## THE REQUEST:
Return the material below verbatim, reproducing each line with no changes.
━━━ RECORD SET ━━━
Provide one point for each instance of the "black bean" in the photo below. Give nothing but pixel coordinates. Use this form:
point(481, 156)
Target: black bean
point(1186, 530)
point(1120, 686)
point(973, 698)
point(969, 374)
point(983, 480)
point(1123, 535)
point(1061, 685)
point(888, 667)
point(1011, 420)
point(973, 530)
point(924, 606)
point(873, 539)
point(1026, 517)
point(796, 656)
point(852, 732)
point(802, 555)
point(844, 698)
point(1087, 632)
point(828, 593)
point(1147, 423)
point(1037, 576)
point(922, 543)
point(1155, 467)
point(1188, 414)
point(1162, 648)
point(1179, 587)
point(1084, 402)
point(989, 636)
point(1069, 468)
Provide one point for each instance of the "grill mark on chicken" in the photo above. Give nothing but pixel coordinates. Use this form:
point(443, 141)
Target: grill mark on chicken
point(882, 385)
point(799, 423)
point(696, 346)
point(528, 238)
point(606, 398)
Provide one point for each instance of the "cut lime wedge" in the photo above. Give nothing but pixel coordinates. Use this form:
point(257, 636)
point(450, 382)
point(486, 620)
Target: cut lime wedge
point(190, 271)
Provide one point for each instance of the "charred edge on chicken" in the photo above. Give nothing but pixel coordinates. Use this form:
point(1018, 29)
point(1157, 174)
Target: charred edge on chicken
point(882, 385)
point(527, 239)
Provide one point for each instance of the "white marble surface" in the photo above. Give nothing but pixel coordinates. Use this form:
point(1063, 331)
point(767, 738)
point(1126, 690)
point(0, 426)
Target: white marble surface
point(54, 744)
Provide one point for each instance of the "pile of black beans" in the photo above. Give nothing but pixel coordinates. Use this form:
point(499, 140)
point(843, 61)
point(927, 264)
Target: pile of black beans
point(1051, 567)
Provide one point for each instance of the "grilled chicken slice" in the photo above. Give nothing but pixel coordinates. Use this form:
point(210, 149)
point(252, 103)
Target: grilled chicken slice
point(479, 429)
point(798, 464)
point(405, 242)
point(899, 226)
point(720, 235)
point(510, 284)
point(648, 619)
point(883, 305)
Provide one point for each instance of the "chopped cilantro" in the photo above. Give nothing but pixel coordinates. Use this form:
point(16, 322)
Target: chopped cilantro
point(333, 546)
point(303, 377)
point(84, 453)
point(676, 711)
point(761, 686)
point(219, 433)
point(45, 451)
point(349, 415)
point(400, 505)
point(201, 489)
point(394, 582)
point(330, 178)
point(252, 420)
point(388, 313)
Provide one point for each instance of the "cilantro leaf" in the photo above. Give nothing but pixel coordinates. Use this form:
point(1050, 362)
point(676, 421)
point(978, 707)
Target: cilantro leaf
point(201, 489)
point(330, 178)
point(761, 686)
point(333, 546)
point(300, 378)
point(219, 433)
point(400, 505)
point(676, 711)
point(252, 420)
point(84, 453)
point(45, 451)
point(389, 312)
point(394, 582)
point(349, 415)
━━━
## RESULT:
Provide one point for each instance of the "black bean" in the photo below. Give nothing but pixel coordinates. Use this form:
point(481, 156)
Target: black bean
point(1186, 530)
point(1120, 686)
point(973, 698)
point(969, 374)
point(983, 480)
point(1123, 535)
point(1061, 685)
point(888, 667)
point(1011, 420)
point(973, 530)
point(924, 606)
point(873, 539)
point(1026, 517)
point(796, 656)
point(852, 732)
point(802, 555)
point(844, 698)
point(1087, 632)
point(828, 593)
point(1147, 423)
point(1037, 576)
point(922, 543)
point(1155, 467)
point(1188, 414)
point(1162, 648)
point(1179, 587)
point(1084, 402)
point(989, 636)
point(1069, 468)
Provide one point for each instance of the "grill mark on chicken" in the photo above. Give nothing but pixel coordinates. Use this form:
point(443, 141)
Target: grill mark on chicken
point(882, 385)
point(799, 423)
point(696, 346)
point(528, 238)
point(606, 398)
Provide one point for each instance of the "cut lime wedge" in the photo above. Give nothing but pixel coordinates. Use this form:
point(257, 636)
point(450, 382)
point(486, 620)
Target: cut lime wedge
point(190, 271)
Provide one point for each instance of the "charred edge on chicken" in the photo above. Give nothing but pixel coordinates. Use this form:
point(1018, 29)
point(1157, 174)
Target: charred edge on chicken
point(882, 385)
point(527, 239)
Provide one point for each instance of the "white marble surface" in the photo above. Give nothing but pixel coordinates. Use this form:
point(1063, 331)
point(767, 738)
point(1126, 690)
point(0, 426)
Target: white marble surface
point(54, 744)
Provide one point for each instance of the "pile of black beans" in the photo above. Give nothing but pixel coordinates. Use this form:
point(499, 140)
point(843, 61)
point(927, 264)
Target: pile of black beans
point(1051, 567)
Provide one point for each instance of the "grilled chicken slice" in the photo above. Give nothing but pixel coordinates. Use this form:
point(210, 149)
point(252, 103)
Target: grilled chicken slice
point(479, 429)
point(798, 464)
point(405, 242)
point(899, 226)
point(720, 235)
point(510, 284)
point(648, 619)
point(883, 305)
Provide one point for each instance of the "chopped cilantro" in the photo above. Give nothing but pixel coordinates. Use this form:
point(16, 322)
Target: chopped cilantro
point(333, 546)
point(303, 377)
point(84, 453)
point(676, 711)
point(761, 686)
point(219, 433)
point(45, 451)
point(349, 415)
point(400, 505)
point(201, 489)
point(394, 582)
point(330, 178)
point(252, 420)
point(388, 313)
Provide one point for each instance of the "cilantro leaf" in the photo above. Give nothing but pixel coordinates. Use this form:
point(1050, 362)
point(676, 421)
point(978, 707)
Target: cilantro leaf
point(201, 489)
point(330, 178)
point(761, 686)
point(333, 546)
point(300, 378)
point(219, 433)
point(400, 505)
point(676, 711)
point(252, 420)
point(84, 453)
point(45, 451)
point(389, 312)
point(394, 582)
point(349, 415)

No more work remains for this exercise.